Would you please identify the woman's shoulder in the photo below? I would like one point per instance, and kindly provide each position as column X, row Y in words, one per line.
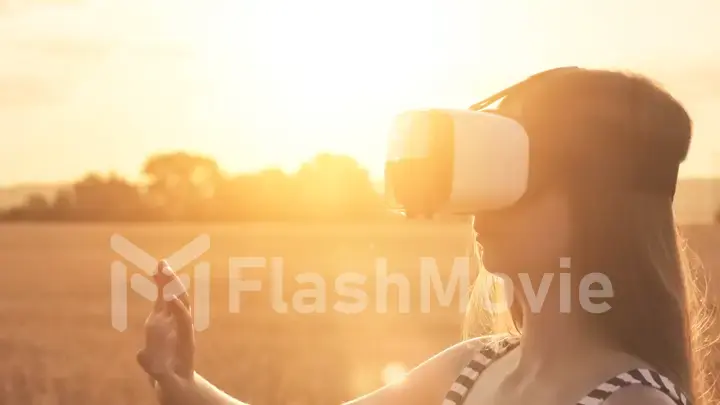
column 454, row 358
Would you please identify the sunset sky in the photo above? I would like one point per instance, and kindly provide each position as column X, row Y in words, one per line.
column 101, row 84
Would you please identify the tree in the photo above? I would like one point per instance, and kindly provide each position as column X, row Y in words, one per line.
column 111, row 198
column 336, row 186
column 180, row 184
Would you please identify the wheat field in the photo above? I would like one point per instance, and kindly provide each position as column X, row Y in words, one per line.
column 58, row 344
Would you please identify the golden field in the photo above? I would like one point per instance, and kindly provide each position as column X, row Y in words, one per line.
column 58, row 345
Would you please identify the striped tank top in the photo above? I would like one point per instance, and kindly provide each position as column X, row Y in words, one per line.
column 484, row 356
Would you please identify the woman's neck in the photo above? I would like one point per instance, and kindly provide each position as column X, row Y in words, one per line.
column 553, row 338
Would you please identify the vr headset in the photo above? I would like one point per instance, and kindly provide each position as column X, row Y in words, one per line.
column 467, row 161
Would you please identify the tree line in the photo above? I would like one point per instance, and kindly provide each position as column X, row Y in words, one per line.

===============

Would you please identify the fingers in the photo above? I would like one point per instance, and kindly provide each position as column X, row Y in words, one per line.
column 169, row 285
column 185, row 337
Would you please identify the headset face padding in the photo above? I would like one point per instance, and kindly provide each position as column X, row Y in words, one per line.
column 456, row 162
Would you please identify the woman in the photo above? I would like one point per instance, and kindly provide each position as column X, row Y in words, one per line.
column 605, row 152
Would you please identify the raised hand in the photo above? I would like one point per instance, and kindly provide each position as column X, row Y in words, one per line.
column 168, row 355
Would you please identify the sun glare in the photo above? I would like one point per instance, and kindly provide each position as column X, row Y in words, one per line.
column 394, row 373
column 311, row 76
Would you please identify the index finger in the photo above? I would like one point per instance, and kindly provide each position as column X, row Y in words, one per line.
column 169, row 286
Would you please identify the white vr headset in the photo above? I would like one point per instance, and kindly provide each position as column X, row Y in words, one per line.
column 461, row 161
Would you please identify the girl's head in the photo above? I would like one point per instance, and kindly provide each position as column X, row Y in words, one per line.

===============

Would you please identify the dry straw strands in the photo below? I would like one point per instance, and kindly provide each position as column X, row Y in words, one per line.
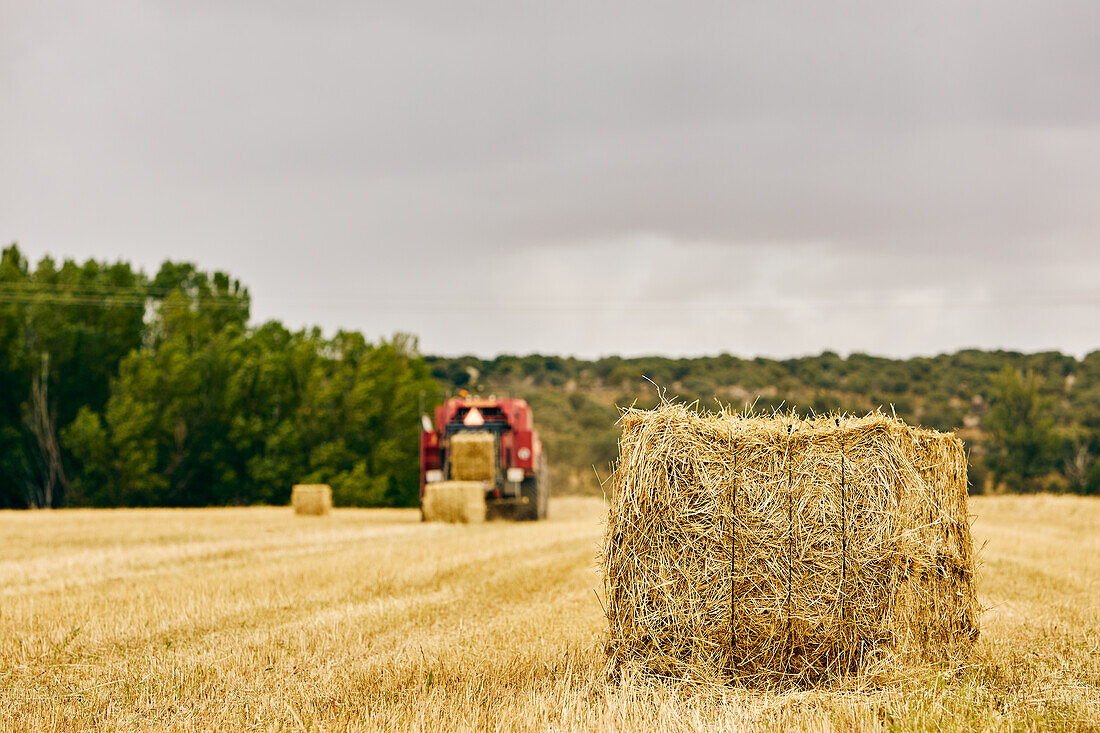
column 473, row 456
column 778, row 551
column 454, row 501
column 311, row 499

===============

**Brief**. Retype the records word for word, starting with the line that contains "Would you please identify the woman's shoulder" and going on through the line that contains "column 454, row 358". Omit any pictures from your copy.

**Task result**.
Would you please identify the woman's shoulder in the photo below? I would like one point per instance, and kindly provide each position as column X, row Y in words, one per line.
column 454, row 358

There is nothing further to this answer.